▶ **Document section**
==*==

Medicare vs. Medicaid – Differences Easily Explained
What is Medicaid in the United States?
Medicaid is a U.S. Government health insurance program for people in need. U.S. President Lyndon B. Johnson established Medicaid, a part of the Social Security Act.1 Medicaid and the Children’s Health Insurance Program (CHIP) serve more than 31 million children. A national health care program for low-income individuals and families governed jointly by the states and the federal government.
What is Medicare in the United States?
Medicare is a social security coverage program administered by the U.S. government, which provides health care to all people 65 years of age or older who are considered disabled due to serious health problems, such as cancer, kidney failure with need for dialysis, etc. The program also funds training programs for physicians residing in the United States. Medicare operates as an insurance for individuals. A national health insurance program for people over 65 or under 65 with qualifying disabilities.

==*==

▶ **Recorded data**
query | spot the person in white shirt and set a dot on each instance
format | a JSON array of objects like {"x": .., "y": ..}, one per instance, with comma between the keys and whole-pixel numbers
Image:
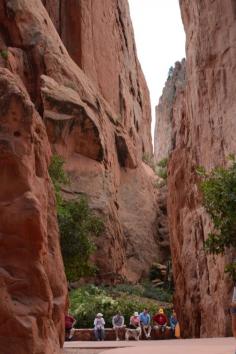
[
  {"x": 118, "y": 323},
  {"x": 99, "y": 324}
]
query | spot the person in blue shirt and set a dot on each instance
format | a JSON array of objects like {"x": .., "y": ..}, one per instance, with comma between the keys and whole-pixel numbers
[
  {"x": 145, "y": 321},
  {"x": 173, "y": 322}
]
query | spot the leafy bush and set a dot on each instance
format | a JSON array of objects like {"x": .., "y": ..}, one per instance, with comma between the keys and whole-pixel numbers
[
  {"x": 148, "y": 159},
  {"x": 77, "y": 225},
  {"x": 161, "y": 169},
  {"x": 4, "y": 54},
  {"x": 87, "y": 301},
  {"x": 219, "y": 198}
]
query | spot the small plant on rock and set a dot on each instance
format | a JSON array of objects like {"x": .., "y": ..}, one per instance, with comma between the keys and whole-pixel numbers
[
  {"x": 219, "y": 198},
  {"x": 161, "y": 169},
  {"x": 77, "y": 224}
]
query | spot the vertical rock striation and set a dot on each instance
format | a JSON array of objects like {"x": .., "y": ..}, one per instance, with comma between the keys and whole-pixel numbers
[
  {"x": 99, "y": 37},
  {"x": 93, "y": 110},
  {"x": 164, "y": 135},
  {"x": 203, "y": 128},
  {"x": 33, "y": 285}
]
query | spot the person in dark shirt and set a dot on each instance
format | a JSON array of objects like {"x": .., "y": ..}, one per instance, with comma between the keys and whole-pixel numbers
[
  {"x": 160, "y": 321},
  {"x": 145, "y": 321},
  {"x": 118, "y": 323},
  {"x": 69, "y": 326},
  {"x": 173, "y": 322}
]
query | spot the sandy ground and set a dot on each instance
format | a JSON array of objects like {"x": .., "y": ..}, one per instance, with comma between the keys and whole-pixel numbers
[{"x": 182, "y": 346}]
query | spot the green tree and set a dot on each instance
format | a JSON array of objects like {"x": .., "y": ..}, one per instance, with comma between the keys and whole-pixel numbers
[
  {"x": 219, "y": 198},
  {"x": 77, "y": 224}
]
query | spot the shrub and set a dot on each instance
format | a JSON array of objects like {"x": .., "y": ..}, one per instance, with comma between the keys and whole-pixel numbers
[
  {"x": 219, "y": 198},
  {"x": 148, "y": 159},
  {"x": 77, "y": 225},
  {"x": 161, "y": 169},
  {"x": 87, "y": 301}
]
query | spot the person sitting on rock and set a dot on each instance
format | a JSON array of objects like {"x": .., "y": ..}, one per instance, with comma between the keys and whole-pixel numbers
[
  {"x": 145, "y": 321},
  {"x": 160, "y": 321},
  {"x": 99, "y": 324},
  {"x": 69, "y": 326},
  {"x": 173, "y": 322},
  {"x": 118, "y": 323},
  {"x": 134, "y": 329}
]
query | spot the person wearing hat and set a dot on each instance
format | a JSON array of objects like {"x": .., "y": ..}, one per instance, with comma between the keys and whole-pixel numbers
[
  {"x": 99, "y": 324},
  {"x": 145, "y": 321},
  {"x": 160, "y": 321},
  {"x": 118, "y": 323}
]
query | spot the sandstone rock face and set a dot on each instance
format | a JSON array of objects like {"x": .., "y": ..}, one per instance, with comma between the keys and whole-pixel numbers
[
  {"x": 164, "y": 137},
  {"x": 117, "y": 113},
  {"x": 203, "y": 125},
  {"x": 33, "y": 285},
  {"x": 99, "y": 37},
  {"x": 100, "y": 125}
]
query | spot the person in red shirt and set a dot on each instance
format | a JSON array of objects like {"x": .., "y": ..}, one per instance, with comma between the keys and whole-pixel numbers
[
  {"x": 160, "y": 321},
  {"x": 69, "y": 326}
]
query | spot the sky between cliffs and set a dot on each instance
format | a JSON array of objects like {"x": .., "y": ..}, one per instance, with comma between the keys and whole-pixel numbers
[{"x": 160, "y": 41}]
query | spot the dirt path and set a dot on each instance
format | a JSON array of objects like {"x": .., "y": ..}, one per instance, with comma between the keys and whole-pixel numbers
[{"x": 188, "y": 346}]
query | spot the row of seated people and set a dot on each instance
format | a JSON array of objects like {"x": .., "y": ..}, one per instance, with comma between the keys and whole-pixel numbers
[{"x": 139, "y": 324}]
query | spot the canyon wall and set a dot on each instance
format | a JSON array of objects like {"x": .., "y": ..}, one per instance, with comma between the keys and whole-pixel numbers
[
  {"x": 203, "y": 128},
  {"x": 93, "y": 109},
  {"x": 99, "y": 37},
  {"x": 164, "y": 134}
]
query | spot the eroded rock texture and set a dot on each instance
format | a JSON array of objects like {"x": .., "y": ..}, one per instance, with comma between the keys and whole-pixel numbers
[
  {"x": 112, "y": 121},
  {"x": 98, "y": 118},
  {"x": 164, "y": 135},
  {"x": 33, "y": 286},
  {"x": 203, "y": 124}
]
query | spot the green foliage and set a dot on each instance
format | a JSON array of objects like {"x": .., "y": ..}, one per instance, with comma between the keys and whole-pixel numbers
[
  {"x": 219, "y": 198},
  {"x": 77, "y": 225},
  {"x": 159, "y": 184},
  {"x": 231, "y": 270},
  {"x": 163, "y": 163},
  {"x": 58, "y": 176},
  {"x": 4, "y": 54},
  {"x": 148, "y": 159},
  {"x": 87, "y": 301}
]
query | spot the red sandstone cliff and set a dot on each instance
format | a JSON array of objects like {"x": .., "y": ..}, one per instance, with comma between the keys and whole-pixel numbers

==*==

▶ **Instructions**
A) In the Medicare and Medicaid comparison, which U.S. President established Medicaid?
B) Name every health care or health insurance program mentioned in the Medicare and Medicaid comparison.
C) According to the Medicare and Medicaid comparison, what causes people to be considered disabled for Medicare coverage?

▶ **Per-task answers**
A) President Lyndon B. Johnson established Medicaid.

B)
- Medicaid
- Children's Health Insurance Program (CHIP)
- Medicare

C) They are considered disabled because of serious health problems, such as cancer or kidney failure that requires dialysis.